### [TAREFA PROPOSTA 1]
Retorne, sem nenhuma alteração, a parte do texto sobre Baybars que vai de "Tratados de paz" até "ambos os invasores.", incluindo este último.
### [TAREFA PROPOSTA 2]
Retome o texto sobre Baybars e continue a escrever a partir da última frase apresentada.

### [TRECHO DO TEXTO]
::::
UM POUCO DA HISTÓRIA ISLÂMICA

 


Um dos personagens mais importantes e menos conhecidos da história do Islã é al-Malik al-Zahir Rukn al-Din Baybars al-Bunduqdari, ou, mais conhecido como Baybars.

Ele viveu em um dos períodos mais turbulentos da história, quando mongóis e cruzados se uniram com um objetivo único: extirpar o Islã da face da terra.
A constante permanência dos cruzados e seus reinos em território muçulmanos mostrava que o cavalheirismo e diplomacia de homens como Saladino não eram o suficiente para expulsar ou conter os cristãos europeus e seus exércitos das terras do Islã.

Tratados de paz eram quebrados, massacres ocorriam ocasionalmente e a população da região não podia mais suportar a presença cruzada. E deixando pior a situação dos muçulmanos, um novo inimigo vindo das estepes asiáticas devastava cidade após cidade com seus enormes exércitos, os mongóis. Para se ter uma ideia de como critica era a ameaça mongol, é necessário saber que quando invadiram Bagdá em 1258 liderados por Hulago Khan, os mongóis mataram por volta de 200.000 muçulmanos. E após executarem o califa Al-Musta'sim e sua família, o líder mongol ordenou a construção de uma igreja onde era o palácio do califa.
Era preciso alguém tão implacável quanto os cruzados para lidar com ambos os invasores.
::::
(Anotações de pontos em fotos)

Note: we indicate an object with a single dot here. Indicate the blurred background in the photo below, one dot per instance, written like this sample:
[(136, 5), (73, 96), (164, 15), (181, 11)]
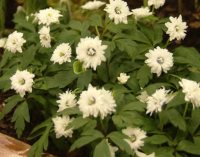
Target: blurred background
[(190, 10)]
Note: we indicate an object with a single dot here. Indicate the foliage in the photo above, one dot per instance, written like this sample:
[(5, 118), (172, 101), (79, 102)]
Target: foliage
[(173, 132)]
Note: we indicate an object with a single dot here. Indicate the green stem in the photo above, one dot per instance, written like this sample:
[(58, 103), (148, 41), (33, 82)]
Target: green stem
[(175, 76), (185, 110), (102, 126), (97, 31), (105, 28), (180, 6)]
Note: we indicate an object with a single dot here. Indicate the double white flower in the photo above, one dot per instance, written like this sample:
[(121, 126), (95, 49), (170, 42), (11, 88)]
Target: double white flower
[(15, 42), (96, 102), (91, 52), (192, 91), (176, 28), (22, 82), (118, 11), (60, 125), (159, 60)]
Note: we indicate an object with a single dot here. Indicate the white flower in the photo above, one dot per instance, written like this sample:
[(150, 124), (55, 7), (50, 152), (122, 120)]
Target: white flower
[(156, 3), (15, 42), (136, 136), (140, 154), (48, 16), (62, 54), (141, 12), (92, 5), (176, 28), (112, 150), (94, 102), (118, 11), (45, 38), (159, 60), (66, 100), (3, 42), (107, 105), (91, 52), (143, 96), (123, 78), (60, 125), (192, 91), (22, 82), (158, 100)]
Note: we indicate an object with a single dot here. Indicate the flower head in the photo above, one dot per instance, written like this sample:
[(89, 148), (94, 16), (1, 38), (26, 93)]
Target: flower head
[(91, 52), (60, 125), (66, 100), (156, 3), (15, 42), (136, 137), (123, 78), (141, 13), (156, 101), (94, 102), (48, 16), (176, 28), (22, 82), (3, 42), (45, 38), (118, 11), (107, 105), (192, 91), (159, 60), (62, 54), (92, 5)]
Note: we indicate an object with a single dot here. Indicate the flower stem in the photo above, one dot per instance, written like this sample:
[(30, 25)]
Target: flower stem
[(97, 31), (185, 111)]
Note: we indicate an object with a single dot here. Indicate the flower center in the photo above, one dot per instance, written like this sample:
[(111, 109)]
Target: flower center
[(117, 10), (160, 60), (91, 52), (62, 54), (91, 101), (133, 138), (22, 81)]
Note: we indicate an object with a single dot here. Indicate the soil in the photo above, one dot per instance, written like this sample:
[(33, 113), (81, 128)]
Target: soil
[(190, 13)]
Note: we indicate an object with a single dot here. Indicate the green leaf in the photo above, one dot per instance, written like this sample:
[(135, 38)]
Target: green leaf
[(157, 139), (69, 36), (84, 79), (128, 46), (194, 121), (102, 72), (22, 23), (78, 123), (177, 100), (144, 75), (176, 119), (189, 147), (86, 138), (102, 149), (59, 80), (21, 115), (42, 144), (118, 139), (28, 56), (188, 56), (134, 106), (10, 103)]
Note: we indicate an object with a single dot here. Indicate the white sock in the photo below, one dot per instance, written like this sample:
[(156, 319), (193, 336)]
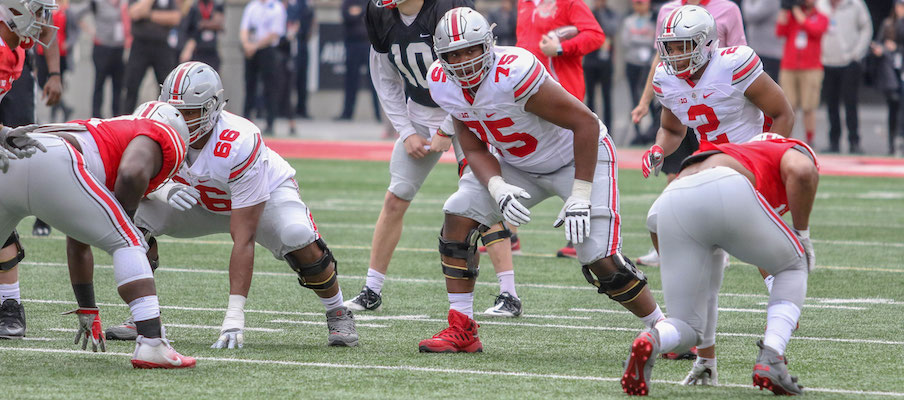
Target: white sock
[(653, 318), (781, 318), (332, 302), (463, 303), (668, 337), (145, 308), (507, 282), (768, 281), (375, 280), (9, 291)]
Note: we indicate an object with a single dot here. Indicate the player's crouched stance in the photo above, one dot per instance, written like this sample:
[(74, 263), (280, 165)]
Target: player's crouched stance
[(730, 196), (69, 186), (549, 144), (246, 190)]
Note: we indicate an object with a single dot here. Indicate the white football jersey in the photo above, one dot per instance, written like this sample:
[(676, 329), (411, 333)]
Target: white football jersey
[(235, 169), (496, 113), (715, 107)]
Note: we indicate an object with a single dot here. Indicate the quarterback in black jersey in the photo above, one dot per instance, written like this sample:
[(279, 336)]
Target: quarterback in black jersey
[(401, 38)]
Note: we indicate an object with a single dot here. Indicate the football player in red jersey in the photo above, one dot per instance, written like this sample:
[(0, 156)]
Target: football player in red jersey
[(24, 23), (756, 182), (88, 184)]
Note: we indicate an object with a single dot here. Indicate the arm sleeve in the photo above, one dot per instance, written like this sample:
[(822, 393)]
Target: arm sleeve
[(391, 91), (590, 35)]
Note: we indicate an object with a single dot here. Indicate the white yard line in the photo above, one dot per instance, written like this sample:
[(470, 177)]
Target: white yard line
[(879, 301), (443, 371)]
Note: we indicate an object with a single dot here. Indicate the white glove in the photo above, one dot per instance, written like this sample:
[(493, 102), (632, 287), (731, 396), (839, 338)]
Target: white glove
[(232, 334), (506, 197), (575, 214), (804, 238), (89, 328), (182, 197), (702, 374), (17, 141)]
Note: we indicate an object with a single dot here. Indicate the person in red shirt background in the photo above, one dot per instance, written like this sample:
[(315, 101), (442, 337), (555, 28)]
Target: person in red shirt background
[(801, 75), (536, 18)]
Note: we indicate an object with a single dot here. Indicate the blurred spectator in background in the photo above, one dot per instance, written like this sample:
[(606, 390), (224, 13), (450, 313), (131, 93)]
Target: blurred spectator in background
[(204, 22), (152, 21), (888, 67), (535, 31), (844, 45), (505, 17), (263, 24), (357, 51), (561, 57), (300, 24), (759, 18), (110, 29), (801, 74), (637, 37), (598, 67)]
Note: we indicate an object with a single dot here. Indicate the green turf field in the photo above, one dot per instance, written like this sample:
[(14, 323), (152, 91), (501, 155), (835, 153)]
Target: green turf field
[(569, 344)]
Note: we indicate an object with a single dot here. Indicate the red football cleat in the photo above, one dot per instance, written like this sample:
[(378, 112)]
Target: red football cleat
[(459, 337)]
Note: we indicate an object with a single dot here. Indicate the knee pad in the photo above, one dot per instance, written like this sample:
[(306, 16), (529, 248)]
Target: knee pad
[(494, 237), (625, 273), (466, 250), (130, 264), (315, 268), (20, 252)]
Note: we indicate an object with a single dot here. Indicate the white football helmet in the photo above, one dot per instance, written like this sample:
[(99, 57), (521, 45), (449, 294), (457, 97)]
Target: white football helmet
[(27, 18), (195, 85), (388, 3), (461, 28), (696, 29), (165, 113)]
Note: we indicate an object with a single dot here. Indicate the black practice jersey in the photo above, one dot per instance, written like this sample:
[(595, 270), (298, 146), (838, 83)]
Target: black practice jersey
[(409, 47)]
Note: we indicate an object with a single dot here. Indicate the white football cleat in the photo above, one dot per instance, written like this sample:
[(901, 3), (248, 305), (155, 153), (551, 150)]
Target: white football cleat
[(157, 353), (650, 259)]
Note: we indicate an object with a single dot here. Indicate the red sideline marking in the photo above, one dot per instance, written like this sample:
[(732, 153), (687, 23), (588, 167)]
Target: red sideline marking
[(627, 158)]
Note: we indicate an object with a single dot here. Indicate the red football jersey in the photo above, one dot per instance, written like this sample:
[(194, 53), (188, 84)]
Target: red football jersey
[(114, 135), (11, 62), (763, 159)]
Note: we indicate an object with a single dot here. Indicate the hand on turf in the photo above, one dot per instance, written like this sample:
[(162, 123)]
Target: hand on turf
[(506, 197), (652, 161), (575, 215), (89, 328), (230, 339), (182, 197)]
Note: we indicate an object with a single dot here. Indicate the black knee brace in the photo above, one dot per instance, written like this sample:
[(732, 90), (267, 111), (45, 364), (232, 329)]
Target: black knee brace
[(616, 280), (315, 268), (20, 252), (466, 250)]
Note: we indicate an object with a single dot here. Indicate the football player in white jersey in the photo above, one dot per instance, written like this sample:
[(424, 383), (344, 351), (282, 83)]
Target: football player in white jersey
[(723, 94), (548, 144), (232, 183)]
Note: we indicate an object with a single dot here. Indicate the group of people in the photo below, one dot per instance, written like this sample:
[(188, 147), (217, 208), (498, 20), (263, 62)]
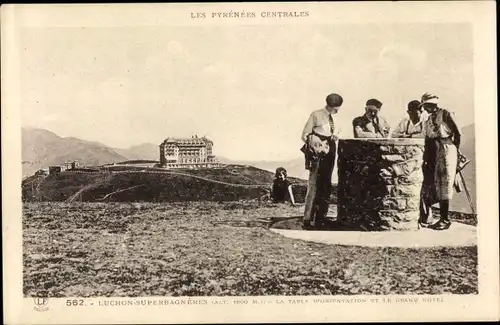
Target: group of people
[(442, 143)]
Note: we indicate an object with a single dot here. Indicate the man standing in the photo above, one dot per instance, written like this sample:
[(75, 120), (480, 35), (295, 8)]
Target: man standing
[(412, 125), (371, 125), (442, 141), (319, 136)]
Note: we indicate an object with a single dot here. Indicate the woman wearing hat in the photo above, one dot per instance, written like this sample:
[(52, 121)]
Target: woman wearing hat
[(442, 141)]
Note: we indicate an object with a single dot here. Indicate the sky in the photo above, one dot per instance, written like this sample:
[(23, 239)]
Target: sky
[(250, 89)]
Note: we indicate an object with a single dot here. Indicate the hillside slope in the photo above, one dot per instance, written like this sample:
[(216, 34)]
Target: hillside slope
[(148, 151), (228, 184), (41, 148), (468, 148)]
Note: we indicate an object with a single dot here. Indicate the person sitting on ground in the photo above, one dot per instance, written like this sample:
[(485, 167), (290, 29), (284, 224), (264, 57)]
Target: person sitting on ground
[(281, 188), (370, 124)]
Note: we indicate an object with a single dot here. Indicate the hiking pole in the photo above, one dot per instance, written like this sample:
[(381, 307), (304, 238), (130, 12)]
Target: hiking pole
[(467, 192), (462, 162)]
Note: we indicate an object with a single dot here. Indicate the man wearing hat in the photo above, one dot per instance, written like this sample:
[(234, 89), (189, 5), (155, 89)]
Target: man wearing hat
[(371, 125), (319, 136), (442, 141), (412, 125)]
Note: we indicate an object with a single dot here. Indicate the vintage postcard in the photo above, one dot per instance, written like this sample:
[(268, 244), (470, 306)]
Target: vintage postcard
[(249, 162)]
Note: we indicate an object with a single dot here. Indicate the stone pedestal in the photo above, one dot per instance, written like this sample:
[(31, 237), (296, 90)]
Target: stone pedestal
[(379, 182)]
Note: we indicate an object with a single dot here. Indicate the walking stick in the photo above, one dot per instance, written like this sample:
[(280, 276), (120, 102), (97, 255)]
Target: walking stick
[(462, 162)]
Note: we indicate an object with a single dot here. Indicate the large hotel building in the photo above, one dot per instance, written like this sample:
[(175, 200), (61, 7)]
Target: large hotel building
[(191, 152)]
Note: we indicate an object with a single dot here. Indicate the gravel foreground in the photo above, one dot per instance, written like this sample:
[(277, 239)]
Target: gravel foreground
[(214, 249)]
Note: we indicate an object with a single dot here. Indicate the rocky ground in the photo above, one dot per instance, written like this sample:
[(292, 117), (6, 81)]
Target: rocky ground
[(207, 248)]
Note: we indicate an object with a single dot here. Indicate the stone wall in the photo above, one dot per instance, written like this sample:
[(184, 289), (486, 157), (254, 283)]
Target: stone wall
[(379, 183)]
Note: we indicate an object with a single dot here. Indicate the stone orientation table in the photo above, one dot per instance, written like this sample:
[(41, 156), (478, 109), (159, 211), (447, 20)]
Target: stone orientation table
[(379, 182)]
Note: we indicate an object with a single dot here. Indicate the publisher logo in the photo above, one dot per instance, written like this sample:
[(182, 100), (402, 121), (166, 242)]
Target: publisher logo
[(41, 304)]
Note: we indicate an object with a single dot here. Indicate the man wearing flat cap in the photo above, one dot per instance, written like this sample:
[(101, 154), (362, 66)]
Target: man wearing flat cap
[(412, 125), (319, 135), (371, 125), (442, 141)]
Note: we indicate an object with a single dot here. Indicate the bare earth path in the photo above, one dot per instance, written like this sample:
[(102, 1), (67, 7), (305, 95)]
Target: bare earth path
[(207, 248)]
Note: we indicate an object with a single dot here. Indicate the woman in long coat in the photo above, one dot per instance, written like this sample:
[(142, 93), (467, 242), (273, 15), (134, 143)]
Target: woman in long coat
[(441, 157)]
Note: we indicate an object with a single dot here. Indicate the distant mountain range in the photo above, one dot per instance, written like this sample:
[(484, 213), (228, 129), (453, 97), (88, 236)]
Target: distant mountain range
[(41, 148)]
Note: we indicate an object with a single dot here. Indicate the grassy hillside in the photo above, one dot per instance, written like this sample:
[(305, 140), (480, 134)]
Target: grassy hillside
[(227, 184)]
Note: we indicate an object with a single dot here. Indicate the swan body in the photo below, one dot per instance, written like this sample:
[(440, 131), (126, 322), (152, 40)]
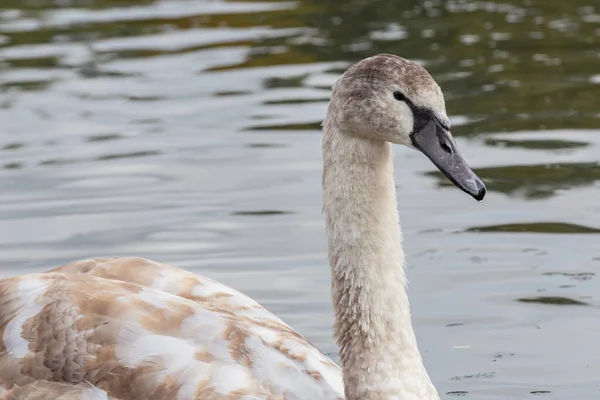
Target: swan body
[(137, 329), (131, 328)]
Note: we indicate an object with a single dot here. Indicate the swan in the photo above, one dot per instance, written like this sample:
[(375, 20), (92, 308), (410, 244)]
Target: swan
[(132, 328)]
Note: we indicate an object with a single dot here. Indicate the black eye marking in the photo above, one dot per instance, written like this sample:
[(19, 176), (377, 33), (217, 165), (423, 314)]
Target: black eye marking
[(399, 96)]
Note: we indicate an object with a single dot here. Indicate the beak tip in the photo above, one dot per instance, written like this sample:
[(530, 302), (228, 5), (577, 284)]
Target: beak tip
[(480, 192)]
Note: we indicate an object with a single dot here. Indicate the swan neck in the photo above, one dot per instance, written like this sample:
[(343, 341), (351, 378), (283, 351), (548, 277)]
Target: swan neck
[(378, 350)]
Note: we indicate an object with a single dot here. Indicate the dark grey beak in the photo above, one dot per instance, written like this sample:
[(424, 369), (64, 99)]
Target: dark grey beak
[(436, 143)]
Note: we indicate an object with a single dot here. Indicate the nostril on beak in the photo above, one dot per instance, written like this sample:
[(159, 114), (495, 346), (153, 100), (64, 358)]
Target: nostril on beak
[(446, 147)]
::::
### [RESPOSTA DA TAREFA 1]
Tratados de paz eram quebrados, massacres ocorriam ocasionalmente e a população da região não podia mais suportar a presença cruzada. E deixando pior a situação dos muçulmanos, um novo inimigo vindo das estepes asiáticas devastava cidade após cidade com seus enormes exércitos, os mongóis. Para se ter uma ideia de como critica era a ameaça mongol, é necessário saber que quando invadiram Bagdá em 1258 liderados por Hulago Khan, os mongóis mataram por volta de 200.000 muçulmanos. E após executarem o califa Al-Musta'sim e sua família, o líder mongol ordenou a construção de uma igreja onde era o palácio do califa.
Era preciso alguém tão implacável quanto os cruzados para lidar com ambos os invasores.

### [RESPOSTA DA TAREFA 2]
Era preciso Baybars.
Nosso herói nasceu em 19 julho de 1223 na Cumânia entre os rios Volga e Don na tribo nômade dos Kipchaks. Ele era de pele branca, cabelos castanhos, alto e tinha uma curiosa marca em um de seus olhos azuis.
A vida nômade era repleta de dificuldades e era prática comum a venda de garotos para o trabalho militar nos estados muçulmanos medievais, especialmente no Egito. Porém, eles poderiam até ascender a posições de riqueza e poder, visto que sua condição de escravos não era permanente. Esses garotos, após exímio treinamento, passavam a ser chamados de Mameluco, que significa ''possuído''.

Comprado pelo emir egípcio Aydekin El-Bunduqdar, após ter sido trazido de Sivas no Sultanato de Rum para Alepo na Síria, foi escolhido pela sua alta estatura e inteligência notável. O garoto de olhos azuis recebeu então o nome de Rukn Ad-Din Baybars Bunduqdari. Integrado no exército de escravos mamelucos, do Império Aiúbida, demonstrou logo cedo todas as suas potencialidades de guerreiro.

Mais tarde, devido à sua coragem em combate, acaba por ser presenteado com uma nomeação para o posto de emir (general) do sultão Saleh Ayyub. Após um golpe mameluco para a remoção de Saleh, o general Qutz ascendeu ao trono, e em seguida após seu assassinato, foi sucedido por Baybars.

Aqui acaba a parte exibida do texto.